:: Blocco di testo
Ricostruita la questione dal punto di vista dogmatico, le Sezioni Unite passano in rassegna le varie figure di garanti/gestori del rischio, su cui è tradizionalmente fondato il sistema prevenzionistico.

Il datore di lavoro viene definito come colui che ha la responsabilità dell’organizzazione e dell’azienda o dell’unità produttiva, in quanto esercita i relativi poteri decisionali e di spesa.

Significativo dell’ampiezza dei poteri del datore di lavoro, è l’art. 16 che, disciplinando la delega di funzioni, esalta i poteri di organizzazione, gestione, controllo e spesa del datore di lavoro.

Con riferimento a detta figura, le Sezioni Unite, in ossequio ad un principio di effettività, rammentano come nell’ambito di organizzazioni complesse il ruolo datoriale non può essere attribuito indiscriminatamente solo sulla base di un criterio formale, richiedendo invece una valutazione in concreto dell’organizzazione e della distribuzione in seno alla stessa dei relativi poteri.

Così nel caso di specie, la veste di datore di lavoro e la conseguente responsabilità gestoria sono state attribuite, non all’intero consiglio di amministrazione, ma solo ai tre consiglieri delegati, in ragione dei tipici poteri di gestione e spesa di cui erano dotati e che li ha fatti assurgere a ruolo di gestori del rischio che si è poi concretizzato.
::::
- [Compiti assegnati]
1. Nel testo sul datore di lavoro, a chi sono state attribuite la veste di datore di lavoro e la responsabilità gestoria nel caso di specie?
2. Riscrivi in forma più breve il paragrafo del testo sul datore di lavoro che comincia con "Con riferimento a detta figura", mantenendone i fatti principali.
:: Materiale fornito
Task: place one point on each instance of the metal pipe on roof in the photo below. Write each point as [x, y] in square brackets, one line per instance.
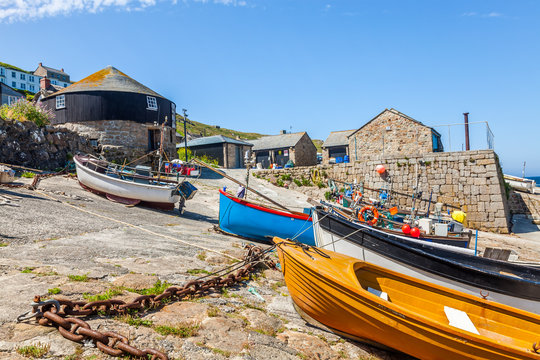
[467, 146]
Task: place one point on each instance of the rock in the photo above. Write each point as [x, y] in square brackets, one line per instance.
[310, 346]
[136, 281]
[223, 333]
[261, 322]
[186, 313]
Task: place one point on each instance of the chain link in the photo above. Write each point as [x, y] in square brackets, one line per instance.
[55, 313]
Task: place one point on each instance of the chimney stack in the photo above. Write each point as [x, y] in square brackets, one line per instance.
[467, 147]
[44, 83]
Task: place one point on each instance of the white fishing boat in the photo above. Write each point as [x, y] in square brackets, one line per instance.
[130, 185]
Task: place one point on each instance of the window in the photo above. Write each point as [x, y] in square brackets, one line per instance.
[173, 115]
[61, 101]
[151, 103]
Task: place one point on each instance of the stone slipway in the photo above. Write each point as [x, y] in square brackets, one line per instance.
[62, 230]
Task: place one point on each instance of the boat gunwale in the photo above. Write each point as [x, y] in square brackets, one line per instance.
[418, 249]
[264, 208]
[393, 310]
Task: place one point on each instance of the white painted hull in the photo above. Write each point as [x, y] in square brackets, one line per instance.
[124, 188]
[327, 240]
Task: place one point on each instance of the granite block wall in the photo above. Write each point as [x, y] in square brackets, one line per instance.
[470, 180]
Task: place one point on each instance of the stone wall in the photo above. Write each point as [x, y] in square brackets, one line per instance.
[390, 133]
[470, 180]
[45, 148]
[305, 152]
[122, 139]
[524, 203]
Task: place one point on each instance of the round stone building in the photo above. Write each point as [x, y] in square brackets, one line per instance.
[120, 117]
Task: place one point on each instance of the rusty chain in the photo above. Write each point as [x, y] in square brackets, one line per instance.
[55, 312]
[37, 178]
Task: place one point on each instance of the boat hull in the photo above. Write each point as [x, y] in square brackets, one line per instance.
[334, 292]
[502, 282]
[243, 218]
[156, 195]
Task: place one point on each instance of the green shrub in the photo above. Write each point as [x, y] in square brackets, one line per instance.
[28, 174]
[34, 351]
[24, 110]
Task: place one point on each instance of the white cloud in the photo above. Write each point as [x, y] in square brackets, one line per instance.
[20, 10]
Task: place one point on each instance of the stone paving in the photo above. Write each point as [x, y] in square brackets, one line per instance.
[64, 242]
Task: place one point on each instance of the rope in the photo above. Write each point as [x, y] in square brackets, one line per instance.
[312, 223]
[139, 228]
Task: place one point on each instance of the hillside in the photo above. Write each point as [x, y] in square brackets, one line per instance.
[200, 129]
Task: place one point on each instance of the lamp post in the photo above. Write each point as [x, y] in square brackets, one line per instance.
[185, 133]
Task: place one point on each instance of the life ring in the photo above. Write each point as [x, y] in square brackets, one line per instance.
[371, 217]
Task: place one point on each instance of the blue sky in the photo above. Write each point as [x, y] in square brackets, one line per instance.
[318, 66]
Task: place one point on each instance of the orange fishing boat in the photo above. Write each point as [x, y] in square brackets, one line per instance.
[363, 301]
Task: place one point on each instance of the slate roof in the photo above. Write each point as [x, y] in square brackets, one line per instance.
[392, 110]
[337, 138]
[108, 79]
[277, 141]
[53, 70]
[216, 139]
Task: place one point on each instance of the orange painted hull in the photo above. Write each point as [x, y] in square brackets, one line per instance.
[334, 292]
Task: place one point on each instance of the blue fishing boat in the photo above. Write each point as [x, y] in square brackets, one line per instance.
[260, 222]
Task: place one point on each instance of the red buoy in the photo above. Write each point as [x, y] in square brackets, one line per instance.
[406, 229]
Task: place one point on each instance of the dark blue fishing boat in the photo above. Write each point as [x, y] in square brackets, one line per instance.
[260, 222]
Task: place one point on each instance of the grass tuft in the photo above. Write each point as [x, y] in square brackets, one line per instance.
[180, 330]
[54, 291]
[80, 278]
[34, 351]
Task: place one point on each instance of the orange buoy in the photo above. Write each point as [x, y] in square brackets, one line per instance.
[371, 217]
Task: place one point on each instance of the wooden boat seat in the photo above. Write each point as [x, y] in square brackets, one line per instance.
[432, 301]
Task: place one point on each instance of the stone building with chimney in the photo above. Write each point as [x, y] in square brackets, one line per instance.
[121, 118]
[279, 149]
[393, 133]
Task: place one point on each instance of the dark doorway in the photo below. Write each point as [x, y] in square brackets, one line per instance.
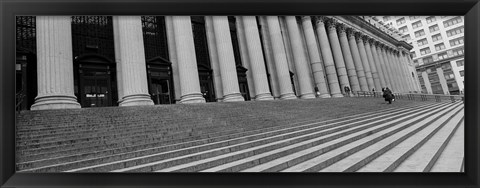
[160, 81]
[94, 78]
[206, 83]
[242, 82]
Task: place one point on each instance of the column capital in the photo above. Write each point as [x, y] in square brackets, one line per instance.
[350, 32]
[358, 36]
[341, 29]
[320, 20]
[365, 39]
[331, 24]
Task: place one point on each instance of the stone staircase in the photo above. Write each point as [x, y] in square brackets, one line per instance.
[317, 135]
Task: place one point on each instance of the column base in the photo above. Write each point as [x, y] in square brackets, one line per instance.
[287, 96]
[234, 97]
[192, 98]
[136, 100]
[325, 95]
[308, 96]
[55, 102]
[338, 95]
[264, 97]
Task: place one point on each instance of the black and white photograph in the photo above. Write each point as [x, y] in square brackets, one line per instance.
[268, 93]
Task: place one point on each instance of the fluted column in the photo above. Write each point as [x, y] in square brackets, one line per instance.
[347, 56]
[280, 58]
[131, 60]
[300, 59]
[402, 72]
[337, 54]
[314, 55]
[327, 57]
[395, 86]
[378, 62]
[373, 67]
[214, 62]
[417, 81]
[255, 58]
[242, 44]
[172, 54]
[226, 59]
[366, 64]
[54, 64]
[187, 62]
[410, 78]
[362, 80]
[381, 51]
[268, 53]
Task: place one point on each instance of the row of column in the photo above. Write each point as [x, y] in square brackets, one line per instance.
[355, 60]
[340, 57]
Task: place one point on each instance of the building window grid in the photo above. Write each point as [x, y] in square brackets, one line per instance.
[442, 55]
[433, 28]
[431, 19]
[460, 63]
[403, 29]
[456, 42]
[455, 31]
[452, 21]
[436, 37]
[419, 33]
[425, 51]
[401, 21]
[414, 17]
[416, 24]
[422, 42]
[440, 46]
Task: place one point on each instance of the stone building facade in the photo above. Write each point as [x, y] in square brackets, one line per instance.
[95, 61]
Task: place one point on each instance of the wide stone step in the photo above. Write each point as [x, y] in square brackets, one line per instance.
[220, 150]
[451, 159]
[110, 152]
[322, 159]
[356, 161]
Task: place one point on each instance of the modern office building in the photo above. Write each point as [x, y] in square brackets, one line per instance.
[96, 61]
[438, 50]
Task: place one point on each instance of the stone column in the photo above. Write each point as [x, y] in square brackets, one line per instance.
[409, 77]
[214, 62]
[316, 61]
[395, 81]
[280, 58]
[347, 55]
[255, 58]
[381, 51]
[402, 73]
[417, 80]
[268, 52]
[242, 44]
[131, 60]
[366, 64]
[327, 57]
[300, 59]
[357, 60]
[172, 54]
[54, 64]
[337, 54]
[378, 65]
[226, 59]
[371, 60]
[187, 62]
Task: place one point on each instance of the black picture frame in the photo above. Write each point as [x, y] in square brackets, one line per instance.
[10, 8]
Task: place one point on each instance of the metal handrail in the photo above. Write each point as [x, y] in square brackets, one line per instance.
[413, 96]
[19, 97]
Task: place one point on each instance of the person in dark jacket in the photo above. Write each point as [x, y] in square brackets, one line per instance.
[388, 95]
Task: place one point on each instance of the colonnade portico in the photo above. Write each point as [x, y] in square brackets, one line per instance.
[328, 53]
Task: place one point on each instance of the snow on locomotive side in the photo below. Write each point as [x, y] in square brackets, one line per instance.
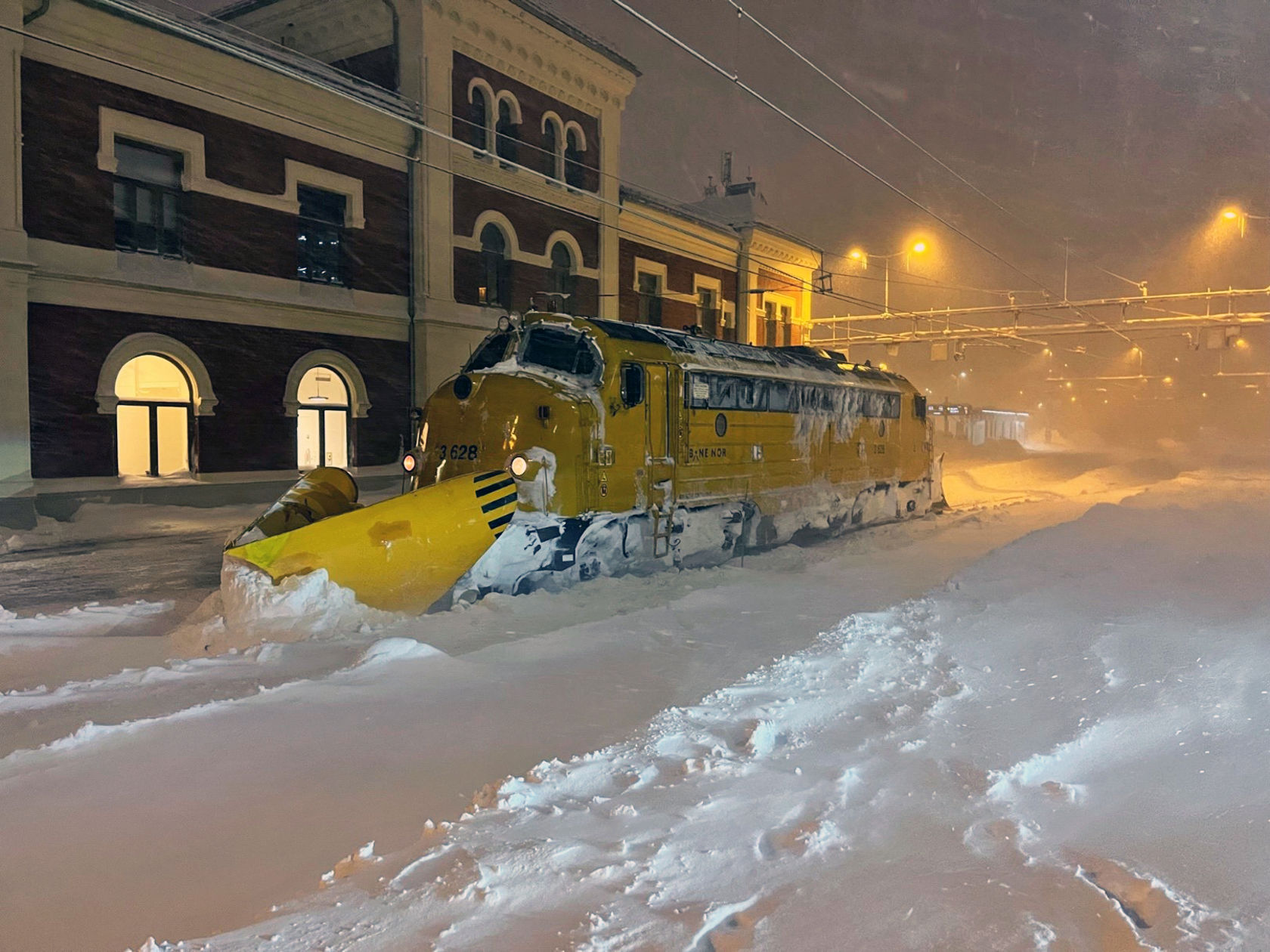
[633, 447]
::::
- [Soluzioni]
1. Ai tre consiglieri delegati, non all'intero consiglio di amministrazione.

2. Per le Sezioni Unite, in base al principio di effettività, nelle organizzazioni complesse il ruolo di datore di lavoro non si può assegnare solo con un criterio formale. Serve invece una valutazione concreta dell'organizzazione e di come vi sono distribuiti i poteri.